**What you need to do:** Retype the line where "Can you see the bracelet" appears and each line that follows it down to the last line of the records below. Leave the pictures out.
Start Dataset entries
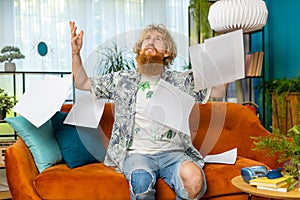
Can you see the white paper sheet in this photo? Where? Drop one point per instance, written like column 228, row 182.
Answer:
column 43, row 98
column 227, row 157
column 218, row 60
column 86, row 111
column 170, row 106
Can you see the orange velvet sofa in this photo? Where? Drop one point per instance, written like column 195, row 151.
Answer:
column 96, row 181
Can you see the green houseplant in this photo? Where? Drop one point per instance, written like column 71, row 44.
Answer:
column 285, row 96
column 113, row 59
column 198, row 21
column 9, row 53
column 6, row 103
column 286, row 146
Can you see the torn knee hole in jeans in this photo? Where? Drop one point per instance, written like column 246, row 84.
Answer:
column 141, row 181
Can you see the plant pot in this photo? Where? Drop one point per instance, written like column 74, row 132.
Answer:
column 2, row 114
column 9, row 67
column 285, row 111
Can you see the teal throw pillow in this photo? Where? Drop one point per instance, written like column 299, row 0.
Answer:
column 78, row 145
column 40, row 141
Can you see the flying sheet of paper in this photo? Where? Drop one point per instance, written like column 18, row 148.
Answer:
column 170, row 106
column 227, row 157
column 86, row 111
column 43, row 98
column 218, row 60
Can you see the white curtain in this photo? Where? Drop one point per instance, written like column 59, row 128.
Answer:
column 26, row 23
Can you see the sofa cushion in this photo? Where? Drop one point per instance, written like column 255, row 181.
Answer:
column 96, row 180
column 93, row 181
column 41, row 141
column 60, row 182
column 78, row 145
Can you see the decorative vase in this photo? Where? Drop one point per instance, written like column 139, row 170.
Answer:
column 9, row 67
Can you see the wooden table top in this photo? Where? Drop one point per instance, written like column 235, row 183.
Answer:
column 239, row 183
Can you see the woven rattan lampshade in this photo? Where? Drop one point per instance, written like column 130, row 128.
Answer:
column 229, row 15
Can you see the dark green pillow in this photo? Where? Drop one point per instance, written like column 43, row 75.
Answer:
column 79, row 145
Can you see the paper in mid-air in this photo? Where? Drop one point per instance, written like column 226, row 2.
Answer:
column 218, row 60
column 43, row 98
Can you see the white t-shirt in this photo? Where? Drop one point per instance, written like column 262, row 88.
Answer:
column 150, row 137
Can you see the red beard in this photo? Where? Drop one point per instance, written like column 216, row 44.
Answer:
column 150, row 64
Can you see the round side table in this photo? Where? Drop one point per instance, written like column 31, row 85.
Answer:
column 239, row 183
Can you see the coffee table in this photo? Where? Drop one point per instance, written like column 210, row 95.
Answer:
column 239, row 183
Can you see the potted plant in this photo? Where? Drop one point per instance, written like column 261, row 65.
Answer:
column 285, row 98
column 286, row 146
column 198, row 21
column 6, row 103
column 9, row 53
column 113, row 59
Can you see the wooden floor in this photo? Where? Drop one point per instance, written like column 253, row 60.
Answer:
column 5, row 195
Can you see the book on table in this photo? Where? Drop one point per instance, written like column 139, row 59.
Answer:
column 272, row 183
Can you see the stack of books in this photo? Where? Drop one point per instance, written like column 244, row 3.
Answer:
column 277, row 184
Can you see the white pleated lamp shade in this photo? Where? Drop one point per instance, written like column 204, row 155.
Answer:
column 229, row 15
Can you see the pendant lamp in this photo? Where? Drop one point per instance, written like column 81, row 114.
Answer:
column 229, row 15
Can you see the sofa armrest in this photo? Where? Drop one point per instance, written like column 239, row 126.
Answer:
column 20, row 171
column 223, row 126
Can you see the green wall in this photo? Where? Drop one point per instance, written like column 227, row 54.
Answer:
column 282, row 39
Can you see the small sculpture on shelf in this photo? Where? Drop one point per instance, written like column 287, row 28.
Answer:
column 8, row 54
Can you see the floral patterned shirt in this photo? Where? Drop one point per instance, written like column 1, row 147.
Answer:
column 122, row 87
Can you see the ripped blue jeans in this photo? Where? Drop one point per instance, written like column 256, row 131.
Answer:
column 142, row 171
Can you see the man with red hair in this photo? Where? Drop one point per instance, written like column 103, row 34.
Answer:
column 144, row 150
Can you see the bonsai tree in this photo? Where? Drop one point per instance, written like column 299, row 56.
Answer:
column 10, row 53
column 284, row 93
column 6, row 102
column 286, row 146
column 113, row 59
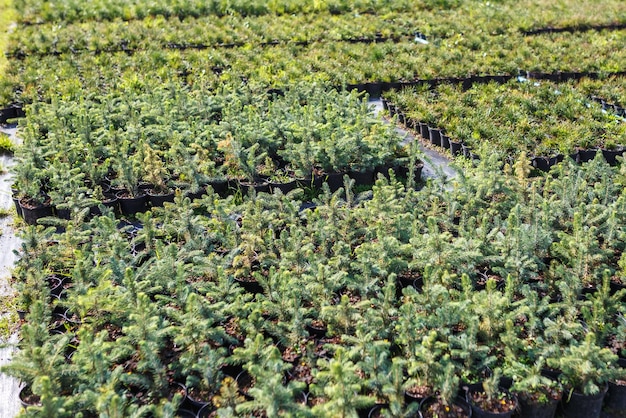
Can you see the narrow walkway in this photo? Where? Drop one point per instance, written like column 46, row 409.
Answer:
column 9, row 387
column 435, row 163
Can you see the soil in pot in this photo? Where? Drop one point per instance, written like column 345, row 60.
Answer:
column 501, row 406
column 417, row 394
column 433, row 408
column 317, row 329
column 456, row 148
column 31, row 212
column 577, row 405
column 532, row 407
column 28, row 398
column 435, row 136
column 585, row 155
column 250, row 284
column 130, row 205
column 334, row 181
column 158, row 199
column 284, row 187
column 615, row 401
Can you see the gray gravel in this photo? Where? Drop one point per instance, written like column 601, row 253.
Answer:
column 9, row 387
column 435, row 163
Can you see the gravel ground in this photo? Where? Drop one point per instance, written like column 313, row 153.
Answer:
column 9, row 387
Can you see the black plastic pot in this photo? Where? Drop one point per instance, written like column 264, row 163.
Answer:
column 220, row 186
column 205, row 411
column 467, row 151
column 372, row 412
column 586, row 155
column 32, row 214
column 424, row 131
column 445, row 141
column 459, row 402
column 577, row 405
column 616, row 287
column 111, row 202
column 197, row 194
column 478, row 412
column 456, row 148
column 258, row 187
column 158, row 200
column 334, row 181
column 610, row 155
column 541, row 163
column 615, row 401
column 63, row 213
column 435, row 136
column 16, row 202
column 284, row 187
column 362, row 177
column 537, row 410
column 251, row 286
column 132, row 205
column 27, row 398
column 316, row 331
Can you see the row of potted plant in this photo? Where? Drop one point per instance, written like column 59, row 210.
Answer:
column 528, row 16
column 38, row 11
column 489, row 282
column 158, row 32
column 144, row 141
column 540, row 118
column 339, row 63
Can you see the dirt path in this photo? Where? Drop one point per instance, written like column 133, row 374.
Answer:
column 9, row 387
column 435, row 164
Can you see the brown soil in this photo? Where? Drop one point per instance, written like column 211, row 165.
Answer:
column 498, row 404
column 419, row 391
column 534, row 397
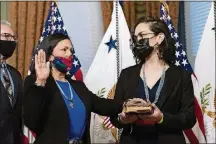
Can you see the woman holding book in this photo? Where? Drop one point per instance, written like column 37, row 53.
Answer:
column 157, row 81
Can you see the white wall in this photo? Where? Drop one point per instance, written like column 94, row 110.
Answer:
column 84, row 24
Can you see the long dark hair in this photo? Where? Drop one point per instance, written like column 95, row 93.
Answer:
column 48, row 44
column 167, row 47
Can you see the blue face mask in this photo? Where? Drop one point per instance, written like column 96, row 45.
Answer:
column 62, row 64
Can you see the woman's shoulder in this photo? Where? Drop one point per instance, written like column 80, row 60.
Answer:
column 131, row 68
column 179, row 71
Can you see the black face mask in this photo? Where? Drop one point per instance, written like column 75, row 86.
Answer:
column 7, row 48
column 142, row 48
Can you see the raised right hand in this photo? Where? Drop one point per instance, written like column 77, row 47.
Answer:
column 42, row 67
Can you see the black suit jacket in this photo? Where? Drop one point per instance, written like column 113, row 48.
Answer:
column 10, row 116
column 176, row 102
column 46, row 114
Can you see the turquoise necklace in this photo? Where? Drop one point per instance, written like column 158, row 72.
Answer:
column 71, row 104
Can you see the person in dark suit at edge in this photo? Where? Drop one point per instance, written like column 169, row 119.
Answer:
column 157, row 80
column 10, row 90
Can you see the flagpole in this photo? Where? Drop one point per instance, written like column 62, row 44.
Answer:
column 117, row 40
column 117, row 53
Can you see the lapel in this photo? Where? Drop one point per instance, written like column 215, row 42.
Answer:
column 80, row 92
column 15, row 84
column 4, row 93
column 133, row 80
column 169, row 85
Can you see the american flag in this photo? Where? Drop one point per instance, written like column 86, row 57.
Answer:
column 54, row 24
column 181, row 60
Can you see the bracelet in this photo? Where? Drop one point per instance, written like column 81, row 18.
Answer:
column 40, row 85
column 119, row 120
column 160, row 120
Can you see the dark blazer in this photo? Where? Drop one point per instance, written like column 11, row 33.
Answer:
column 46, row 114
column 176, row 102
column 10, row 115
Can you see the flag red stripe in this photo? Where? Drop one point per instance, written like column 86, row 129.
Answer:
column 199, row 116
column 191, row 136
column 78, row 75
column 25, row 140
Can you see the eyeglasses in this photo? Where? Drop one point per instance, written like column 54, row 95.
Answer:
column 143, row 35
column 9, row 37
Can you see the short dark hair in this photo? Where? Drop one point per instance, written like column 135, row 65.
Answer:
column 48, row 44
column 167, row 47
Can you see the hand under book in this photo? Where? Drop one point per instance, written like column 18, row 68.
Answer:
column 137, row 106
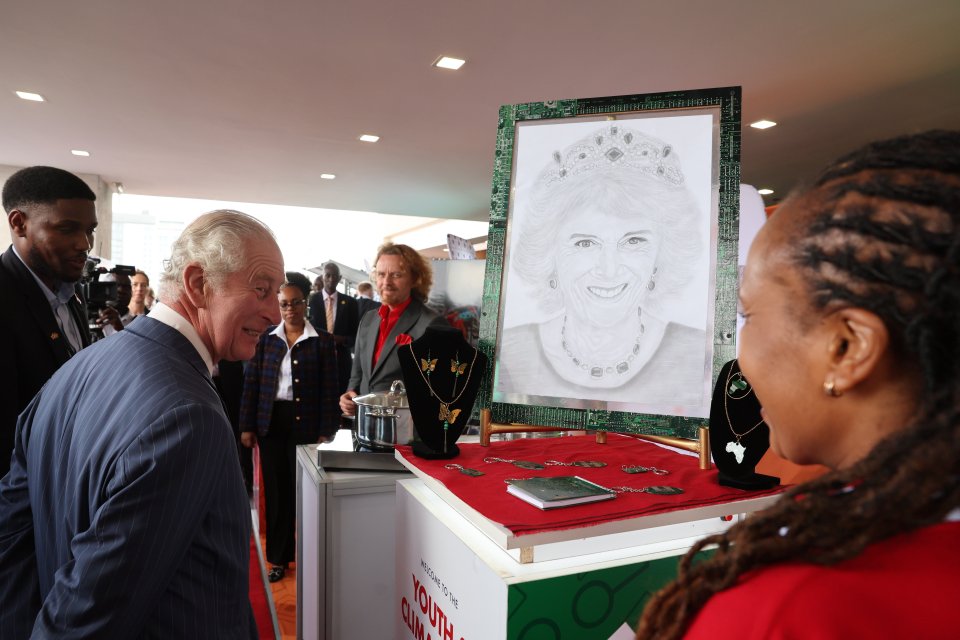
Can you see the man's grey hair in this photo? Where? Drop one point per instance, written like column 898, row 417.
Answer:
column 217, row 242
End Dataset entries
**Written solution:**
Can you see the bracelet in this photo? Where? Drop one point per instance, written like column 81, row 18.
Answer:
column 40, row 85
column 119, row 120
column 160, row 120
Can you see the dark blazer in this photo? Where? Drop one point per instance, written like column 11, row 33.
Answer:
column 46, row 114
column 176, row 102
column 10, row 115
Can you see the flag red stripe in this photo? Where? Drop one point per instance, written like column 86, row 129.
Answer:
column 199, row 116
column 191, row 136
column 78, row 75
column 25, row 140
Can you see the eyeglasses in this photo? Where? Drop one point per instance, written like column 54, row 95.
Answer:
column 143, row 35
column 9, row 37
Can you see the short dark hair in this photo? Where? Drop one point per instance, written like column 135, row 65.
Answer:
column 48, row 44
column 167, row 47
Can you see the hand under book in this photo? Where? Drop one point per instance, written like column 18, row 68.
Answer:
column 137, row 106
Can you see the man's grey hair in this photo? Where? Drop one point per instance, written like column 898, row 417.
Answer:
column 217, row 242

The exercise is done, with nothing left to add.